_Listed records_:
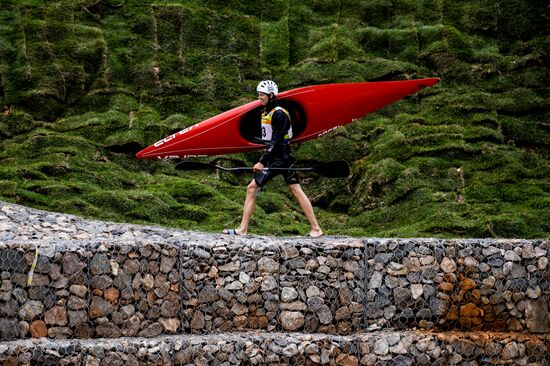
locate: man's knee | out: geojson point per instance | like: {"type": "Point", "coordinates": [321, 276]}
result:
{"type": "Point", "coordinates": [252, 187]}
{"type": "Point", "coordinates": [295, 189]}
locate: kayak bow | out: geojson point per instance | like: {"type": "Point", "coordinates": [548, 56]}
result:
{"type": "Point", "coordinates": [315, 111]}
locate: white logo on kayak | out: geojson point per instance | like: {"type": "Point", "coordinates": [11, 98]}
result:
{"type": "Point", "coordinates": [327, 131]}
{"type": "Point", "coordinates": [174, 135]}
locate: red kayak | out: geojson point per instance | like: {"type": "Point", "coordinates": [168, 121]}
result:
{"type": "Point", "coordinates": [315, 111]}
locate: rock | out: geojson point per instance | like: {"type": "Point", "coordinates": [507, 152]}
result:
{"type": "Point", "coordinates": [381, 347]}
{"type": "Point", "coordinates": [100, 265]}
{"type": "Point", "coordinates": [537, 314]}
{"type": "Point", "coordinates": [31, 310]}
{"type": "Point", "coordinates": [375, 281]}
{"type": "Point", "coordinates": [471, 311]}
{"type": "Point", "coordinates": [56, 316]}
{"type": "Point", "coordinates": [38, 329]}
{"type": "Point", "coordinates": [269, 283]}
{"type": "Point", "coordinates": [510, 351]}
{"type": "Point", "coordinates": [78, 290]}
{"type": "Point", "coordinates": [448, 265]}
{"type": "Point", "coordinates": [170, 325]}
{"type": "Point", "coordinates": [230, 267]}
{"type": "Point", "coordinates": [347, 360]}
{"type": "Point", "coordinates": [288, 294]}
{"type": "Point", "coordinates": [324, 314]}
{"type": "Point", "coordinates": [510, 255]}
{"type": "Point", "coordinates": [416, 290]}
{"type": "Point", "coordinates": [99, 308]}
{"type": "Point", "coordinates": [167, 263]}
{"type": "Point", "coordinates": [267, 265]}
{"type": "Point", "coordinates": [467, 284]}
{"type": "Point", "coordinates": [197, 323]}
{"type": "Point", "coordinates": [292, 320]}
{"type": "Point", "coordinates": [72, 264]}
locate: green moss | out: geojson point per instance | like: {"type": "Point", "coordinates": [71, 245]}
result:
{"type": "Point", "coordinates": [84, 86]}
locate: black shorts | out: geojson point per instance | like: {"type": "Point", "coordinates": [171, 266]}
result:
{"type": "Point", "coordinates": [291, 177]}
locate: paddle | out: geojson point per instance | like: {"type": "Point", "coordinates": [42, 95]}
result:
{"type": "Point", "coordinates": [333, 169]}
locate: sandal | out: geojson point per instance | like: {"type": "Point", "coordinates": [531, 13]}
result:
{"type": "Point", "coordinates": [231, 232]}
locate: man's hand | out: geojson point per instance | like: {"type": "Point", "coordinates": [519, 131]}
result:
{"type": "Point", "coordinates": [258, 168]}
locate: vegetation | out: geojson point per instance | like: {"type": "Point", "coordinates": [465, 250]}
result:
{"type": "Point", "coordinates": [84, 84]}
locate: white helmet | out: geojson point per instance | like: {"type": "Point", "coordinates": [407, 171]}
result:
{"type": "Point", "coordinates": [267, 86]}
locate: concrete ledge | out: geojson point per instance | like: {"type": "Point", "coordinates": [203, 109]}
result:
{"type": "Point", "coordinates": [260, 348]}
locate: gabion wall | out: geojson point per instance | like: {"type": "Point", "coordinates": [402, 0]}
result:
{"type": "Point", "coordinates": [379, 348]}
{"type": "Point", "coordinates": [458, 285]}
{"type": "Point", "coordinates": [340, 286]}
{"type": "Point", "coordinates": [353, 301]}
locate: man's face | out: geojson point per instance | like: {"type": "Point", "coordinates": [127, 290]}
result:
{"type": "Point", "coordinates": [263, 98]}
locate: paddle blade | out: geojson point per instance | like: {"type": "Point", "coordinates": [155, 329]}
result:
{"type": "Point", "coordinates": [193, 165]}
{"type": "Point", "coordinates": [333, 169]}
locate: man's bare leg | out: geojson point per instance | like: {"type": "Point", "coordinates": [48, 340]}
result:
{"type": "Point", "coordinates": [249, 206]}
{"type": "Point", "coordinates": [306, 206]}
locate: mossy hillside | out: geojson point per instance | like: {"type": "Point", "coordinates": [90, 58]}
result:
{"type": "Point", "coordinates": [84, 85]}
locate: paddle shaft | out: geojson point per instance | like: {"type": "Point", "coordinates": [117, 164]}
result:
{"type": "Point", "coordinates": [336, 169]}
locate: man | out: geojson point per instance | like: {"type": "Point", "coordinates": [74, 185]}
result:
{"type": "Point", "coordinates": [277, 134]}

_Your goal_: Lines that contain "paddle" are to be copied from the records above.

_The answer_:
locate: paddle | out: geojson point per instance | like: {"type": "Point", "coordinates": [42, 95]}
locate: paddle blade | out: geojson point per instance | like: {"type": "Point", "coordinates": [155, 329]}
locate: paddle shaft | out: geojson point per instance | like: {"type": "Point", "coordinates": [117, 164]}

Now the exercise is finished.